==== Texto para revisar ====
El texto relata la experiencia recurrente de Miguel con enfermedades respiratorias, específicamente asma y bronquitis, desde su infancia. El autor describe la persistencia de sus afecciones a lo largo de sus 71 años, a pesar de los avances médicos. Ramos contrasta los remedios caseros de su niñez con los tratamientos modernos, notando que la naturaleza cíclica de sus episodios permanece inalterable. Reflexiona sobre la incapacidad de la ciencia para erradicar completamente ciertas dolencias crónicas y cómo la enfermedad se convierte en parte integral de la vida

Tengo 71 años. Y mientras escribo esto, estoy en cama, con fiebre, tos persistente, una bronquitis aguda que me ha dejado fuera de juego durante una semana. Nada nuevo bajo el sol. La escena es la misma que se ha repetido, con una puntualidad casi ritual, desde que tengo memoria: episodios de broncoespasmo, de asma, de mucosidad rebelde. Comenzaron cuando tenía apenas siete u ocho años, aunque los médicos decían que ya era asmático desde los dos. Dos o tres veces por año, el cuerpo me traicionaba, los bronquios se cerraban, la fiebre subía, y la escuela quedaba postergada por una semana de encierro, toses y cuidados.
====
▸ Ejercicio: En el texto sobre el asma y la bronquitis, ¿cuántas veces al año enfermaba el autor durante su infancia?
==== Datos proporcionados ====
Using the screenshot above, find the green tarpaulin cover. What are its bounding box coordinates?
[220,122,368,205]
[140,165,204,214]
====
▸ Respuesta al ejercicio: Dos o tres veces por año.